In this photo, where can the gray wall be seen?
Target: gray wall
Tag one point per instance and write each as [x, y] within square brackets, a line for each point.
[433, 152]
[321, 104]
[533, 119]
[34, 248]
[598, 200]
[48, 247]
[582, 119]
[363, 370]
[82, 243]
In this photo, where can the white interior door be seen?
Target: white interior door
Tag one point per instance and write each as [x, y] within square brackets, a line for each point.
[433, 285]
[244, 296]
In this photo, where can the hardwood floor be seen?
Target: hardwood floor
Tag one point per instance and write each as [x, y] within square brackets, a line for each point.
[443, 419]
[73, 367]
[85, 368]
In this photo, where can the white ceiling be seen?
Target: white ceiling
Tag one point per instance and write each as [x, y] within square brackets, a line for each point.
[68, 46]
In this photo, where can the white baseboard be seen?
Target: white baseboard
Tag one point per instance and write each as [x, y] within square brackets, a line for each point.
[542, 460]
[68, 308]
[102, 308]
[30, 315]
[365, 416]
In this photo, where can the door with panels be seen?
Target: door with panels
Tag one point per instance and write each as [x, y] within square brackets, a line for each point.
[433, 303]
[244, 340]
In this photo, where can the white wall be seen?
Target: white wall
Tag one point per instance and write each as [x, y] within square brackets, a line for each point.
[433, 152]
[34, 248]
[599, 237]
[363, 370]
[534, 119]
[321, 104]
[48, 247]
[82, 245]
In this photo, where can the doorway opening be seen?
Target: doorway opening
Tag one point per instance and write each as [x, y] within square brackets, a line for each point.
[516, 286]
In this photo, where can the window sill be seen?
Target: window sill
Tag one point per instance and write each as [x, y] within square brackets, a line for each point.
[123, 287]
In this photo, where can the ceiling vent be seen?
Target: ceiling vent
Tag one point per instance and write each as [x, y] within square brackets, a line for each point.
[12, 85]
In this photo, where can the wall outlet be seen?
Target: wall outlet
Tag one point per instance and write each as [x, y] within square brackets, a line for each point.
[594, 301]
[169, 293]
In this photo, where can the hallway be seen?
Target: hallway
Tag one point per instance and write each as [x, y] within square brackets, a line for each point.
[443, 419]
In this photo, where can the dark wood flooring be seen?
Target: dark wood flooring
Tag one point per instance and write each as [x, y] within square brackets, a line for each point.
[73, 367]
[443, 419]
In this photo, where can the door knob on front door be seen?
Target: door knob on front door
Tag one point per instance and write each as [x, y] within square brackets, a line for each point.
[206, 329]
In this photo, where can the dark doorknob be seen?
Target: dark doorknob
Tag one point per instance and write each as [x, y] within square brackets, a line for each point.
......
• _Exercise directions_
Rewrite every entry above, putting "Mark" wherever "Tag" appears and keeping all other wording the same.

• _Exercise answer_
In this photo, where can the gray wall be seen?
Target: gray wall
Mark one point per instance and write each as [x, y] within square brackets, a line for each point.
[433, 152]
[321, 104]
[533, 119]
[34, 248]
[598, 200]
[48, 247]
[582, 119]
[363, 370]
[82, 243]
In this photo, where can the white interior door be seen?
Target: white interior door
Mark one point per instance and write each as [x, y] within square brackets, a line for each point.
[433, 285]
[244, 296]
In this photo, where can the hardwood floor be seen?
Target: hardwood floor
Mark one point per instance and write each as [x, y] within square brackets, a line for each point.
[443, 419]
[73, 367]
[85, 368]
In this photo, where can the white ceiling be seen?
Target: white ceiling
Mark one point per instance and write each as [x, y] within square brackets, a line for each point.
[68, 46]
In this photo, where can the white baseboard be seen?
Target: white baseboard
Mark one point per instance and write each as [x, y] within square brackets, a line for each point.
[542, 460]
[68, 308]
[102, 308]
[30, 315]
[365, 416]
In this photo, where can the door with panels be seen?
Target: door with panels
Mark one point per instance and write each as [x, y] within square brackets, a line for each point.
[433, 303]
[244, 340]
In this photo, where can the white wall be seen?
Target: white wall
Mark one point per instance and write each as [x, y] within square brackets, a line for each point.
[433, 152]
[34, 248]
[599, 237]
[363, 370]
[534, 119]
[321, 104]
[48, 247]
[82, 245]
In this photo, where can the doorway opening be seen?
Target: doorway opening
Mark one point per instance and write each as [x, y] within square brackets, a line for each point.
[516, 286]
In this photo, where can the window sill be seen?
Target: window sill
Mark one point per instance and write each as [x, y] within square brackets, a line for each point.
[123, 287]
In this photo, where can the ceiling vent be seen?
Target: ceiling vent
Mark one point per instance and write each as [x, y] within square brackets, a line for each point.
[12, 85]
In this photo, where can the wall outlet be seen?
Target: wall outlet
Mark one point per instance and write each as [x, y] within square brackets, a line for each point.
[594, 301]
[169, 293]
In this photo, where can the hallway be seen?
Target: hallway
Mark one point per instance and write each as [x, y] within square brackets, a line for each point.
[443, 419]
In this photo, where can the dark wood flooring be seen?
Target: dark wood flooring
Mark one point per instance and write each as [x, y] within square brackets, a line for each point.
[73, 367]
[443, 419]
In this photo, where can the door knob on front door be seen?
Target: door knob on front door
Mark one point per instance and write each as [x, y] within square brackets, a line for each point.
[206, 329]
In this photo, where can the dark doorknob be seen?
Target: dark doorknob
Mark one point per instance and write each as [x, y] within square brackets, a line for each point.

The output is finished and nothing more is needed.